## Instruction A
Answer these questions about the post on fuse uring and wake_up:
(i) Which __wake_up_sync call did the writer try without any difference?
(ii) Which function helps avoid cpu migrations?
(iii) With SCHED_IDLE combined with WF_CURRENT_CPU, from what rate to what rate do single-thread file creates per second go?

== Article

Re: fuse uring / wake_up on the same core

Bernd Schubert <bschubert@xxxxxxx> · Wed, 26 Apr 2023 22:40:32 +0000

On 3/27/23 12:28, Peter Zijlstra wrote:
> On Fri, Mar 24, 2023 at 07:50:12PM +0000, Bernd Schubert wrote:
> 
>> With the fuse-uring patches that part is basically solved - the waitq
>> that that thread is about is not used anymore. But as per above,
>> remaining is the waitq of the incoming workq (not mentioned in the
>> thread above). As I wrote, I have tried
>> __wake_up_sync((x), TASK_NORMAL), but it does not make a difference for
>> me - similar to Miklos' testing before. I have also tried struct
>> completion / swait - does not make a difference either.
>> I can see task_struct has wake_cpu, but there doesn't seem to be a good
>> interface to set it.
>>
>> Any ideas?
> 
> Does the stuff from:
> 
>    https://lkml.kernel.org/r/20230308073201.3102738-1-avagin@xxxxxxxxxx

Thanks Peter, I have already replied in that thread - using 
__wake_up_on_current_cpu() helps to avoid cpu migrations. Well, some 
update since my last mail in that thread (a few hours ago), more logging 
reveals that I still see a few cpu switches, but nothing compared to 
what I had before.
My issue is now that these patches are not enough and contrary to 
previous testing, forcefully disabling cpu migration using 
migrate_disable() before wait_event_* in fuse's request_wait_answer()
and enabling it after does not help either - my process to create files
(bonnie++) somewhere migrates to another cpu at a later time.
The only workaround I currently have is to set the ring thread 
processing vfs/fuse events in userspace to SCHED_IDLE. In combination 
with WF_CURRENT_CPU performance then goes from ~2200 to ~9000 file 
creates/s for a single thread in the latest branch (should be scalable). 
Which is very close to binding the bonnie++ process to a single core 
(~9400 creates/s).

Is there something available to mark ring threads as IO processing and 
that there is no need to migrate away the submitting thread from IO 
threads?

* application sends request -> forwards to ring and wake ring  -> wait
* ring wakes up (core bound) -> process request -> sends completion -> 
wake up application -> wait for next request
* application wakes up with request result

==> I don't understand why the application is moved to another process 
at all, after the wake issue is eliminated.

I also only see SCHED_IDLE only as workaround, as it would likely have 
side effects if there is anything else running on the system and would 
consume cpus while another process is doing IO.
Is there a way to trace where and why a process is migrated away?

Thanks,
Bernd

====

## Instruction B
Collect every line of the records below that contains the word "target", copying each one in full. Case counts.

== Input for this task

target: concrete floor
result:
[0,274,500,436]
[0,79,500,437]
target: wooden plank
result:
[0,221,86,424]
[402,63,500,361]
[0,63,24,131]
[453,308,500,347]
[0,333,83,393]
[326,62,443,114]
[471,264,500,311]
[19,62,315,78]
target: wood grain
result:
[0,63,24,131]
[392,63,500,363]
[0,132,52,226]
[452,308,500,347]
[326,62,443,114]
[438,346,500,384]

====
== Input for this task

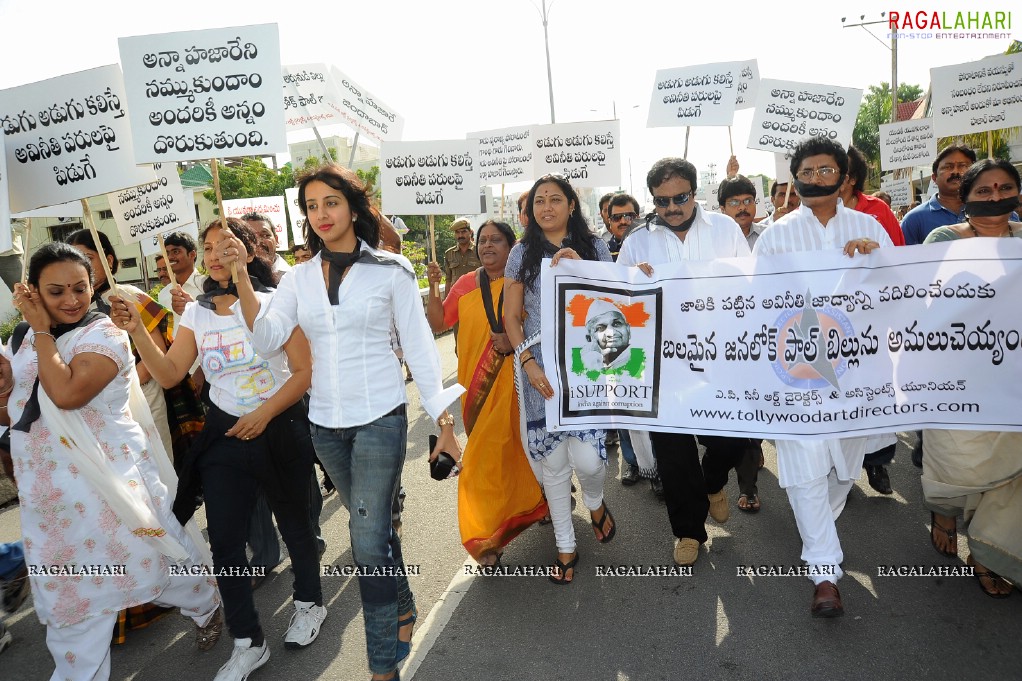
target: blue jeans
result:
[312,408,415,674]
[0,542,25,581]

====

## Response A
(i) __wake_up_sync((x), TASK_NORMAL)
(ii) __wake_up_on_current_cpu()
(iii) From ~2200 to ~9000 file creates/s

## Response B
target: concrete floor
target: wooden plank
target: wood grain
target: blue jeans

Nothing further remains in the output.